* **Description of the task**
The line containing "of the pale" marks the start; return it and every line after it in the listing below, exactly, through the last.
------------------------------------------------------------
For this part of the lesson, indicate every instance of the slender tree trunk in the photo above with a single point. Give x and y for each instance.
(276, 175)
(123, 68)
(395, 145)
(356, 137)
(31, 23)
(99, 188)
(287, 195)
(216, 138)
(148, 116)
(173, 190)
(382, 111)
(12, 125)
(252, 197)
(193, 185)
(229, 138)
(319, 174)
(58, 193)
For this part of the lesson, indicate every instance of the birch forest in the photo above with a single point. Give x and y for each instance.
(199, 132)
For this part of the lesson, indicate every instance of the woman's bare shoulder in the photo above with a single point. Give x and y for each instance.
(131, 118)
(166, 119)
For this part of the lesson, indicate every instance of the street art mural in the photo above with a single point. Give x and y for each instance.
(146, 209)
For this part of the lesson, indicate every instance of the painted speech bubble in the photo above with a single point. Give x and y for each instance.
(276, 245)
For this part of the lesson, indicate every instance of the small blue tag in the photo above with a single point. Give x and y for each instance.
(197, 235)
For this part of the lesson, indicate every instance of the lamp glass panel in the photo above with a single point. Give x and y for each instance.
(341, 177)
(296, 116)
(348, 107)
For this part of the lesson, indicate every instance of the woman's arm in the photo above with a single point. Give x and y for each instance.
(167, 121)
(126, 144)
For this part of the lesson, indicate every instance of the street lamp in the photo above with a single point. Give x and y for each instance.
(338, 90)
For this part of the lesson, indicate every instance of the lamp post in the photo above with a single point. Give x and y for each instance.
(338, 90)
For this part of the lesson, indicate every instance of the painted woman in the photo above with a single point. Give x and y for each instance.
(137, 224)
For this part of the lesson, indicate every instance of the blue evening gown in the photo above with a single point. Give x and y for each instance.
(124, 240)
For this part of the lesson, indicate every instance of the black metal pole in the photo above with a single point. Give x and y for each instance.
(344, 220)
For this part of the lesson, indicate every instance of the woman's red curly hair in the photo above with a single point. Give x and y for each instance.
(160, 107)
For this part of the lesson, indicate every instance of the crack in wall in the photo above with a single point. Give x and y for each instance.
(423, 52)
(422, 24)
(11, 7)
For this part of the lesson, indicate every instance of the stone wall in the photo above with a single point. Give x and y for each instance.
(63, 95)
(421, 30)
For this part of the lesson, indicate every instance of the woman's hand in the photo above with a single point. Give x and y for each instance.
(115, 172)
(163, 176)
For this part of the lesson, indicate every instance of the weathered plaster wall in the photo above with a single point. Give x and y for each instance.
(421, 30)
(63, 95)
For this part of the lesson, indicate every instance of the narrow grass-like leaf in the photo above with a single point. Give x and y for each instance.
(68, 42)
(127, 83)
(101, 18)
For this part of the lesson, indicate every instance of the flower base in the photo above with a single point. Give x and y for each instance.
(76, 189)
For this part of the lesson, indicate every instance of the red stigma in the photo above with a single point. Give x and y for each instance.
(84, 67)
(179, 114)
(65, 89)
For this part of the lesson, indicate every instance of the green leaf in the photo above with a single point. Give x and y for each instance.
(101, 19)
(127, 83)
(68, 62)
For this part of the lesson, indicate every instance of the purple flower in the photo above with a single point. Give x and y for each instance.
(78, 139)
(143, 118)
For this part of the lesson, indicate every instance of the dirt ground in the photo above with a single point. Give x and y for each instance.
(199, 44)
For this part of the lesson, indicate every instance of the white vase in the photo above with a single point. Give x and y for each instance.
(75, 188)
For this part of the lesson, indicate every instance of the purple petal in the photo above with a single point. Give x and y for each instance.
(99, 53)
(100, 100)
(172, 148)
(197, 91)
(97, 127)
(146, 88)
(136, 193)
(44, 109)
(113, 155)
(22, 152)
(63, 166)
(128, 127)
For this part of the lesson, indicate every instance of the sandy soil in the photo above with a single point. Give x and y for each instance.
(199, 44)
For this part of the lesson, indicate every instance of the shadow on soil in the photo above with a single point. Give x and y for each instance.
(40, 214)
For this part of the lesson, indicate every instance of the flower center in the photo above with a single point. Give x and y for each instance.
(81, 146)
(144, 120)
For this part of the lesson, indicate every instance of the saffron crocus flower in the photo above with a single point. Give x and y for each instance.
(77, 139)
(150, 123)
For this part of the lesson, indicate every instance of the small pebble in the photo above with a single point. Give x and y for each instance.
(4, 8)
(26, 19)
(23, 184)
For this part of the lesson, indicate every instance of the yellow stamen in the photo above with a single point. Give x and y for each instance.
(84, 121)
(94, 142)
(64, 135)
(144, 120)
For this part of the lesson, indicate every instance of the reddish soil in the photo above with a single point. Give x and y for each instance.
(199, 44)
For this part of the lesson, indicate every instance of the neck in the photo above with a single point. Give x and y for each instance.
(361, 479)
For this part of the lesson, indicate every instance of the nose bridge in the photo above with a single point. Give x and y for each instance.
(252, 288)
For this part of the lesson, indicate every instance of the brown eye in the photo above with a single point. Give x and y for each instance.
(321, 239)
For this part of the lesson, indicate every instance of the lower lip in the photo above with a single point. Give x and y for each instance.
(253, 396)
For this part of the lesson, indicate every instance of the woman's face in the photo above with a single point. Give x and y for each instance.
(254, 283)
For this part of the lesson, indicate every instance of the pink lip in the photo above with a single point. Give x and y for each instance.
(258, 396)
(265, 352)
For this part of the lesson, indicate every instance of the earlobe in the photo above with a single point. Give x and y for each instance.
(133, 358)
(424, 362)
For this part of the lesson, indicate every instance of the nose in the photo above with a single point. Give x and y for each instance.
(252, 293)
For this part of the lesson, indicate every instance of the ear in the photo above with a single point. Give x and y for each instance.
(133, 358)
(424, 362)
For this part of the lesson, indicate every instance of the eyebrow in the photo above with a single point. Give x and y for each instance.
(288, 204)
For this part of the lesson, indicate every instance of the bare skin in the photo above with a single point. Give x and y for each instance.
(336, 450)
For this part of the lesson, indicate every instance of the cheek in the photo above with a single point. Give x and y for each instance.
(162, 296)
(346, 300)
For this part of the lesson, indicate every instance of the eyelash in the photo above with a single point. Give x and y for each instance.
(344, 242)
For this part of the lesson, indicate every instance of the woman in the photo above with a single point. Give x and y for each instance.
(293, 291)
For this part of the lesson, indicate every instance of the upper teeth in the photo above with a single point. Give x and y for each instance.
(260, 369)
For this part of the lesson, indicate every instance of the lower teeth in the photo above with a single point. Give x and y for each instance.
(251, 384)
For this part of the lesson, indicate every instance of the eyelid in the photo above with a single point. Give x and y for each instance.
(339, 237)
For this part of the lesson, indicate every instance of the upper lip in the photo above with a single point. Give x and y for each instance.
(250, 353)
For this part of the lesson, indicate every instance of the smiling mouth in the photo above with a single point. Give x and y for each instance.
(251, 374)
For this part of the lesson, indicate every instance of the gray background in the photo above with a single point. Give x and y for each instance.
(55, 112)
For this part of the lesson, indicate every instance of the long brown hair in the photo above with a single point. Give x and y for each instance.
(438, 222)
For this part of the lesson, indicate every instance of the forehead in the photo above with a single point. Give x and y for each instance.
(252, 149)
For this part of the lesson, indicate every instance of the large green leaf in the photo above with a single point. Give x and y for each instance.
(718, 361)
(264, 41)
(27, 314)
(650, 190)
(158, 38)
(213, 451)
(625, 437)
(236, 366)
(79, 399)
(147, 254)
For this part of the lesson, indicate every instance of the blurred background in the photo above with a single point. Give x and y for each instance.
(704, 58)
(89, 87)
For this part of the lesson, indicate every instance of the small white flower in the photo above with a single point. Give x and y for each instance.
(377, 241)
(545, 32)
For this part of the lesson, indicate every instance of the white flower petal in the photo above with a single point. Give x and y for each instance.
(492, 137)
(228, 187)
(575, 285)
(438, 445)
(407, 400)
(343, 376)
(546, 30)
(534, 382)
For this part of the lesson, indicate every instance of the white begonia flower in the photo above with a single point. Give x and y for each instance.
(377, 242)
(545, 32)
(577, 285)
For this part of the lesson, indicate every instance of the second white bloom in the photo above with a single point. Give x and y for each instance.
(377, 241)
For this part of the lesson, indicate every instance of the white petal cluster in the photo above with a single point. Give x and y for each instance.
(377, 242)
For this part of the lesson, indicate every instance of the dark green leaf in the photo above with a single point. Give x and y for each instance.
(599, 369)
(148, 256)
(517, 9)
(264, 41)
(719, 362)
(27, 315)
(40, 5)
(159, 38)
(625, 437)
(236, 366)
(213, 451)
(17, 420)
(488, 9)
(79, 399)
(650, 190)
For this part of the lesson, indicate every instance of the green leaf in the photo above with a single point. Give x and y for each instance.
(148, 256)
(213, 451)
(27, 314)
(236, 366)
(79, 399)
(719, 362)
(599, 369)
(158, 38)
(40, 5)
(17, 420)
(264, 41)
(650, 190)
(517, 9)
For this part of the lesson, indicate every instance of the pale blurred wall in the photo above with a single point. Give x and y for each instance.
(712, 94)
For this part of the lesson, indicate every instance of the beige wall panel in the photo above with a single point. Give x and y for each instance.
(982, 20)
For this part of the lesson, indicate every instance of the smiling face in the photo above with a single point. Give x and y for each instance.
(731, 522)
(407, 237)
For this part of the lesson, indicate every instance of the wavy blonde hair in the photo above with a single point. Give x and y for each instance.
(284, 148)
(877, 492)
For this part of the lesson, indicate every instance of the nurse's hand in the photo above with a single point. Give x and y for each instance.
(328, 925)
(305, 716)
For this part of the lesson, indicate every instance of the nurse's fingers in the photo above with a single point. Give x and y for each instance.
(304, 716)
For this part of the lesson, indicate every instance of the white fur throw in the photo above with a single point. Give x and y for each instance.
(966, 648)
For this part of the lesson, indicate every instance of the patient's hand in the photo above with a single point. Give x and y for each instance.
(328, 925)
------------------------------------------------------------
* **Written response**
For this part of the lesson, indicate every instance of the pale blurred wall in the photo above with a single point. Give x and y for each instance.
(712, 94)
For this part of the lesson, indicate every instance of the beige wall panel in the photo above with a single point. Give x and y for each instance.
(982, 20)
For this part of the lesson, indicate every instance of the smiling face in the photo above with a single point. Give x and y for each instance.
(731, 522)
(407, 237)
For this part of the lesson, indicate every instance of the wavy blonde hair in the photo above with a single point. Give x and y for each instance.
(284, 148)
(877, 492)
For this part of the lesson, indicate every instance of the nurse's hand in the photo above with a single point. Give x and y for each instance.
(328, 925)
(305, 716)
For this part of the lesson, indicate every instance of the nurse's fingers in the photo above with a single point. Give x and y for each instance.
(304, 716)
For this part of the lesson, indicate every instance of the white fur throw in the photo above with a single point. Give x and y for each instance.
(966, 648)
For this part of the lesson, indicate every instance of the patient's hand in the photo above with a single point. Give x and y for each instance.
(328, 925)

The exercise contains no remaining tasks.